OBJECTIF INDIQUÉ A
Répondez brièvement à ces questions sur le texte consacré au format GIF :
(i) Quel navigateur a implanté la balise IMG en 1993 ?
(ii) Qu'est-ce que Compuserve a ajouté aux animations GIF en 1989 ?
(iii) Quelles dimensions avaient les bannières animées qui ont commencé à pulluler ?
OBJECTIF INDIQUÉ B
Poursuivez le texte sur l'histoire du format GIF à partir de sa dernière phrase.

EXTRAIT DU TEXTE
---------------

Dès qu’il a été possible d’afficher des images dans les pages Web grâce au navigateur NCSA Mosaic qui décide en 1993 d’implanter de son propre chef la balise IMG, le GIF est devenu le format de prédilection des premiers webmestres, parce qu’il était le plus accessible et interopérable, qu’il préservait la netteté des dessins au trait et des polices de caractères, et qu’on pouvait, en jouant avec des palettes réduites, affiner le poids des fichiers au minimum. C’était aussi le meilleur format pour créer des éléments d’interface comme des boutons.
La naissance de l’animation sur le Web
[Dancing Baby, 1996.]
Dès 1987, il était possible d’enregistrer une séquence d’images dans un seul fichier GIF pour créer une animation, mais il n’y avait pas de fonctions ni de temporisation ni de répétition.
En 1989, Compuserve ajoute le réglage du temps d’affichage de chaque image dans l’animation, ce qui autorise des animations plus sophistiquées et économiques en ressources. En 1995, juste à temps pour le lancement de Windows 95, le navigateur Netscape ajoute dans sa version 2.0 la possibilité de boucler la lecture d’une animation GIF. On peut alors préciser le nombre de lectures souhaité, zéro signifiant une répétition à l’infini. Même si cela ne faisait pas partie de la spécification du format, les autres navigateurs ont adopté la même fonctionnalité. Les “GIFs animés” se sont alors répandus comme une traînée de poudre sur le Web, tout site se devait d’en avoir. La possibilité du format a aussi immédiatement retenu l’attention des publicitaires et les bannières animées de 468 x 60 pixels ont commencé à pulluler un peu partout.

---------------

Entrées de la collection
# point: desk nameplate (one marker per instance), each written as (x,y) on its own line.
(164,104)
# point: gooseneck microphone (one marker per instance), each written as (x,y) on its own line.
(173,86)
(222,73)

---------------

RÉSULTAT A
(i) NCSA Mosaic.
(ii) Le réglage du temps d'affichage de chaque image dans l'animation.
(iii) 468 x 60 pixels.

RÉSULTAT B
[Work In Progress, circa 1999.]
La supériorité du GIF sur les autres méthodes d’animation de l’époque était en premier lieu de ne pas nécessiter l’installation d’un plug-in, tous les navigateurs ayant rapidement implanté le support complet de la spécification, et même du non spécifié comme les ajouts de Netscape.
Les réseaux sociaux et les GIF
[Nyan Cat, 2011.]
Depuis quelques années, la popularité des GIFs animés ne fait que s’accentuer, grâce à l’omniprésence des réseaux sociaux. Ces derniers ont véritablement propulsé le GIF animé au rang de pilier de la culture Internet, comme véhicule intuitif par lequel il est possible d’exprimer et d’illustrer (pratiquement) n’importe quelle idée ou émotion. Mais surtout de le faire autrement que par le texte et de manière plus amusante que par une image fixe. Par ailleurs, on notera que les nouvelles générations ne spécifient pas que le GIF est animé ; un GIF est pour eux forcément une animation. C’est effectivement aujourd’hui le principal usage du format, les autres ayant été supplantés depuis par le PNG. On notera également qu’une grande partie des animations que l’on trouve sur des sites comme Giphy ne sont pas des GIFs, mais des vidéos MPEG-4… ce qui ajoute un degré de confusion.
[Typing Cat, 2015.]
Suivant la mode, Facebook a introduit le support des GIF sur Messenger en 2015 et a indiqué qu’en 2016, les utilisateurs de cette plateforme avaient utilisé pas moins de 13 milliards de GIFs dans leurs conversations. Afin de souligner le 30e anniversaire, l’entreprise a donc décidé de rendre accessibles les GIFs partout, y compris dans les commentaires des pages. Un nouveau bouton apparaît ainsi à côté de ceux d’ajout d’images ou d’emojis, accompagné d’un engin de recherche assez puissant. Le GIF fait également partie intégrante depuis longtemps de sites tels que Twitter, Tumblr et Reddit, qui lui sont indissociables.
Au fait, comment prononce-t-on le mot GIF?
Depuis sa conception, la prononciation du GIF soulève la controverse. Alors que la presque totalité des gens prononce le G dur, comme dans “guitare”, les créateurs du format ont toujours soutenu haut et fort qu’il s’agissait d’une hérésie. Ceux-ci prônent que la seule et vraie prononciation est plutôt avec un G doux, comme dans “girafe“. Une exposition sur le format vient d’ailleurs d’être ouverte à l’espace Gallery 151 à Manhattan, avec entre autres un contenant de beurre d’arachides de la marque américaine Gif (traditionnellement prononcé avec le G doux), pour bien démontrer la “bonne” prononciation. Après, vous faites comme vous voulez !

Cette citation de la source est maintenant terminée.